> Exercise passage
Saturday, December 12, 2015

Putting a Stop to Inheritable Edits to Human Genome?

Image result for Human genome

The Human Genome project was an international research project that’s goal was to determine the sequence of chemical base pairs that compose DNA, and identify where all of the genes are located on the chromosome. It was completed in April of 2003. There has been large growth in the genetics field as a whole, but gene therapy is one widely known one. Gene therapy is the practice of altering the body’s ordinary tissues to help with medical purposes. It is still very experimental in humans, but is hopefully going to be a way to help treat many chronic diseases such as Down’s syndrome, and Huntington’s disease.  One aspect of genetics that is also being studied currently is inheritable edits. This will be the ability to make changes to the human germline, which would be inherited by the person’s child. This may be a way to alter the entire human species.

The article “Group of Scientists Seek Moratorium On Inheritable Edits to Human Genome” discusses inheritable edits. Many scientists argued that this should not be something that is used. More importantly it was argued that there is no need for this type of work, because it is rare that a human disease be caused by only one gene. The other argument behind this is that even if there is an embryo that has a Mendelian disease (a single-gene defect), in vitro fertilization is used and will only produce a healthy child. To counter these arguments, if parents both have copies of a dominant disease such as Huntington’s disease, these edits will be the only way to change it. There are many scientists weighing in on the regulations that need to be put in place, but the one agreement that has been made is that this is not ready for use yet.

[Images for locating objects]
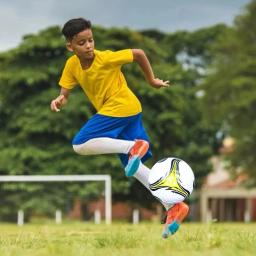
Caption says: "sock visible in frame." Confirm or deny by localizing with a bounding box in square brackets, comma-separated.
[73, 137, 135, 155]
[133, 163, 173, 211]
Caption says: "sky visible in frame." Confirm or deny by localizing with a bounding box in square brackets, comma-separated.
[0, 0, 250, 51]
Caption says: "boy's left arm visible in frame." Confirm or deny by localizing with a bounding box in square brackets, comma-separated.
[132, 49, 169, 88]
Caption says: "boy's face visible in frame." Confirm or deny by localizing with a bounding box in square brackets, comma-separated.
[67, 29, 94, 60]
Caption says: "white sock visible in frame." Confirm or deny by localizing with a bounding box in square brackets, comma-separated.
[73, 137, 135, 155]
[133, 163, 173, 211]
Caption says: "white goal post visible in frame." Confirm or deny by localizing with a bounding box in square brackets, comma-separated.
[0, 175, 112, 224]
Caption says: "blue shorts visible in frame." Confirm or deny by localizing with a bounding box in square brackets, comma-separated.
[72, 113, 152, 166]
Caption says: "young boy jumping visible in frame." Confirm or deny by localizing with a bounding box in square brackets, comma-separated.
[51, 18, 188, 238]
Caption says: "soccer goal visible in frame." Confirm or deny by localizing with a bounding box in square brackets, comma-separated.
[0, 175, 112, 224]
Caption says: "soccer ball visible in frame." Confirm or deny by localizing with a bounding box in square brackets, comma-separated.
[148, 157, 195, 204]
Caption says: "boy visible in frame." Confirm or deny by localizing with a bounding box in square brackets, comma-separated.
[51, 18, 188, 238]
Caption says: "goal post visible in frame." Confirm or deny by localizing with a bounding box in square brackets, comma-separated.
[0, 175, 112, 224]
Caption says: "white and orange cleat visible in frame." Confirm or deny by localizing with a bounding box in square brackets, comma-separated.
[162, 202, 189, 238]
[125, 140, 149, 177]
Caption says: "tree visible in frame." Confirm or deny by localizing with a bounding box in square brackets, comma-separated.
[202, 0, 256, 178]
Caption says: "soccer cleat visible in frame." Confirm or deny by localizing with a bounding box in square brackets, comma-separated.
[162, 202, 189, 238]
[125, 140, 149, 177]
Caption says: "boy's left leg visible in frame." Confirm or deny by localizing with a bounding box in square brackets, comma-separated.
[162, 202, 189, 238]
[72, 114, 149, 170]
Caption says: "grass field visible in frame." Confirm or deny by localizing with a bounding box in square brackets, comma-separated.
[0, 223, 256, 256]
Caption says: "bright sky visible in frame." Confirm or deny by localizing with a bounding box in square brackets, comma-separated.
[0, 0, 250, 51]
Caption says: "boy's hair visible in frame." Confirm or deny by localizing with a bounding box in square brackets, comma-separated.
[62, 18, 92, 40]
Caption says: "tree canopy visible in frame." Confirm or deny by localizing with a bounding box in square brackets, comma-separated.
[202, 0, 256, 180]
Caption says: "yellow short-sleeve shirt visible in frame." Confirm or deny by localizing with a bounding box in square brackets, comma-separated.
[59, 49, 142, 117]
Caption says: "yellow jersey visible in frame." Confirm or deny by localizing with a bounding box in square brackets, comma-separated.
[59, 49, 142, 117]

> Questions to answer
a – According to the blog post on inheritable genome edits, when was the Human Genome Project completed?
b – Duplicate the part of the blog post on inheritable genome edits that begins at the words "The Human Genome" and ends after the words "entire human species.".
c – Pick up the blog post on inheritable genome edits from where it stops, and keep writing.
The records have nothing to do with this.

> Results
a – April of 2003

b –
The Human Genome project was an international research project that’s goal was to determine the sequence of chemical base pairs that compose DNA, and identify where all of the genes are located on the chromosome. It was completed in April of 2003. There has been large growth in the genetics field as a whole, but gene therapy is one widely known one. Gene therapy is the practice of altering the body’s ordinary tissues to help with medical purposes. It is still very experimental in humans, but is hopefully going to be a way to help treat many chronic diseases such as Down’s syndrome, and Huntington’s disease.  One aspect of genetics that is also being studied currently is inheritable edits. This will be the ability to make changes to the human germline, which would be inherited by the person’s child. This may be a way to alter the entire human species.

c –
I personally feel that there are many benefits to having the ability to make germline alterations. Chronic diseases that are passed down from generation to generation will be able to be stopped. But I do see the problems that are associated with using this type of treatment. I think that the treatment will probably be abused to alter traits such as hair color, height, etc. There is the potential to no longer have the unique traits that make humans different from one another. I am interested to see what regulations are passed on this issue.

1 comment:

  1. I agree with you about how the ability to make alterations in the germline will help prevent diseases being passed down from generation to generation. I think that strict regulations should be put in place to prevent anyone from abusing this treatment for cosmetic changes so those who really need to treat serious conditions will have the opportunity to do so and prevent diseases from being passed down to the next generation.